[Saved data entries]
Start of Block

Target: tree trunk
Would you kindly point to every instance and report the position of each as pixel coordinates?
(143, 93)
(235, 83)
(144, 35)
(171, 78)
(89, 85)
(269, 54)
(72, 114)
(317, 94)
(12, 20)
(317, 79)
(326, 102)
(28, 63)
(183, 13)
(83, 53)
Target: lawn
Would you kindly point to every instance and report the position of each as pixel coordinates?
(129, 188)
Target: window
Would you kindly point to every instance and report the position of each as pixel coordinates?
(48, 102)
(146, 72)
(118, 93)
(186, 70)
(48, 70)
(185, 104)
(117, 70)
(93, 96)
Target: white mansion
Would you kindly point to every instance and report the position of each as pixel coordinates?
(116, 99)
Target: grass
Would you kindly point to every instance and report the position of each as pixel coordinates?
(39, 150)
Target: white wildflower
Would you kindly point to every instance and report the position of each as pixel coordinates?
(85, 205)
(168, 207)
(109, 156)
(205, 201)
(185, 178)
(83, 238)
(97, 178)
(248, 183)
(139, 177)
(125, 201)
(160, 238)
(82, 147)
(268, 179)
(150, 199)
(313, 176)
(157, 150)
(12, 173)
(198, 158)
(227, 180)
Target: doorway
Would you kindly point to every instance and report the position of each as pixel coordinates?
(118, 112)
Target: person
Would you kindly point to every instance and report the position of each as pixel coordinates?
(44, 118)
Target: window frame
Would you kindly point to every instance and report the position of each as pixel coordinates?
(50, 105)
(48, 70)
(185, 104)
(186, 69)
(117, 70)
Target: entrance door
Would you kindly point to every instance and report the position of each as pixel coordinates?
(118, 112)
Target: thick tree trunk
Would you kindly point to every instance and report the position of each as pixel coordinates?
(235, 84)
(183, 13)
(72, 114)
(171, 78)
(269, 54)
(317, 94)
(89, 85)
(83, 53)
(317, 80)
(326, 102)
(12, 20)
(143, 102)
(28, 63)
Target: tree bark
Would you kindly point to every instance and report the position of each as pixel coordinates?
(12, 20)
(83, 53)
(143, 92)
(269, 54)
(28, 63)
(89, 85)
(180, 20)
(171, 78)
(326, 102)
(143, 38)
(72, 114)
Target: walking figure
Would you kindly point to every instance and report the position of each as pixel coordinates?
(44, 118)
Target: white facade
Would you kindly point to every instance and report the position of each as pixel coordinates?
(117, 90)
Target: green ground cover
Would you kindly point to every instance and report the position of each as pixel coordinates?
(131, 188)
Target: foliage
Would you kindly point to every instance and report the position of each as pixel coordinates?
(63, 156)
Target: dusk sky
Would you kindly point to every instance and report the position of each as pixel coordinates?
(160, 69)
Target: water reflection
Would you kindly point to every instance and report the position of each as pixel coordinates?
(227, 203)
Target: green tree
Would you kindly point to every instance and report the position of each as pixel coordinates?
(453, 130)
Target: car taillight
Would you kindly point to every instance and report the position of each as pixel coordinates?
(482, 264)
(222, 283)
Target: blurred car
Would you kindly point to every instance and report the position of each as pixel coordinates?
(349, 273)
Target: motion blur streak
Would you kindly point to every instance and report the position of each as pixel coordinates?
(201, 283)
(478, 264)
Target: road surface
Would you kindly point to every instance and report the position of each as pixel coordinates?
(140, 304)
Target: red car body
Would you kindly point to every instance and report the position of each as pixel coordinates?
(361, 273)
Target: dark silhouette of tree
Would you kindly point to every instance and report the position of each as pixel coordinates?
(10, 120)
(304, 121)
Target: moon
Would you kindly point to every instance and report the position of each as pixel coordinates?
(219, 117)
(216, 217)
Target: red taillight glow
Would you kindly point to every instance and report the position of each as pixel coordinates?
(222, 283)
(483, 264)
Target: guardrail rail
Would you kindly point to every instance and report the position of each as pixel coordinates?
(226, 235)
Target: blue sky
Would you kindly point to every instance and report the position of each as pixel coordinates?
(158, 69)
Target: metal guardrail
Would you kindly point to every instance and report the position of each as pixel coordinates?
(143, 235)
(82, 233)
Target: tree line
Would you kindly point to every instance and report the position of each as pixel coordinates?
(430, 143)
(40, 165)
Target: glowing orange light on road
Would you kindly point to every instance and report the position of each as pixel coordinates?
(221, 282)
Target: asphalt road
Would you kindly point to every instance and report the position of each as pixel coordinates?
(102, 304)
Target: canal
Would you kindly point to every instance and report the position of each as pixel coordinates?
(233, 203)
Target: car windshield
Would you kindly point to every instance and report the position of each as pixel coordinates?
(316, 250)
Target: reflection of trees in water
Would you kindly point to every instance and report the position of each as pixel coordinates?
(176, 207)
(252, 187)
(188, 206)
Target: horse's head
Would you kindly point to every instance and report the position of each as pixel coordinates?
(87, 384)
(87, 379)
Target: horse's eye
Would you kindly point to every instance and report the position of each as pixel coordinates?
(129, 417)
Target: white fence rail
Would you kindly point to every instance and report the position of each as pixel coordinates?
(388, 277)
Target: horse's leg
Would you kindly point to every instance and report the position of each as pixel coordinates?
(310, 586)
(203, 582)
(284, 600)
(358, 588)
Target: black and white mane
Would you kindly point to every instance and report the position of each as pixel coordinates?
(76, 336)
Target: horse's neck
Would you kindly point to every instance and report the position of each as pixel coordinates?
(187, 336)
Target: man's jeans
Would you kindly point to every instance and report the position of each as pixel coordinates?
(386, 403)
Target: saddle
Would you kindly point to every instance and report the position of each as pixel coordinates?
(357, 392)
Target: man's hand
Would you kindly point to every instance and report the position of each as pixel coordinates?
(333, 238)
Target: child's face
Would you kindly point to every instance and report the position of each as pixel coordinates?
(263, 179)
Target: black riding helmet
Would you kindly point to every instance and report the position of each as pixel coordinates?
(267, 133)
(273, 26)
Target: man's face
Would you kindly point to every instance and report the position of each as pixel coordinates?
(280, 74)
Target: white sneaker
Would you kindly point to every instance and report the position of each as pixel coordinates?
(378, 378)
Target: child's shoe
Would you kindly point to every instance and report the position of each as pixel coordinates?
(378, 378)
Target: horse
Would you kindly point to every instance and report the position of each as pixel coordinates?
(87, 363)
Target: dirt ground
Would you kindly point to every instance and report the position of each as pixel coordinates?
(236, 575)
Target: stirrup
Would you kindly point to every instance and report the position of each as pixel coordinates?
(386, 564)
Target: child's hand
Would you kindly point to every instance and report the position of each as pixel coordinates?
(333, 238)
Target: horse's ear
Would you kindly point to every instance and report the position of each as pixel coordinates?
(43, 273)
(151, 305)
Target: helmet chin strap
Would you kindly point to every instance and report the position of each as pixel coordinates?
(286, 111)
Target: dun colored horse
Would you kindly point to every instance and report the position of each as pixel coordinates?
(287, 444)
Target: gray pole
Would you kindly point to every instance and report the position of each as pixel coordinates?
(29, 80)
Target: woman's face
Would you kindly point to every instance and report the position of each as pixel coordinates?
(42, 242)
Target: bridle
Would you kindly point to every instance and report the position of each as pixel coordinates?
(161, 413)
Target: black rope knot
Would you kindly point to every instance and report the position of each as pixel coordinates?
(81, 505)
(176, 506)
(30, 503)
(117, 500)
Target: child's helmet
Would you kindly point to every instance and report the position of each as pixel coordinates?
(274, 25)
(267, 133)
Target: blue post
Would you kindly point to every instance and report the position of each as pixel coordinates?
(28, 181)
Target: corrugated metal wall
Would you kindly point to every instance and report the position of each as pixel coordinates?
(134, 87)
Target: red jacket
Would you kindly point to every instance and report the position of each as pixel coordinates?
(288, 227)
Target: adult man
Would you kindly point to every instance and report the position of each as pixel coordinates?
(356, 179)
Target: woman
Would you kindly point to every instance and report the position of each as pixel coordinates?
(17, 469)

End of Block

* **AIM OF THE EXERCISE**
Look through the records above and please copy every line in which the string "reflection" occurs.

* **COMPLETED EXERCISE**
Target: water reflection
Target: reflection of trees in water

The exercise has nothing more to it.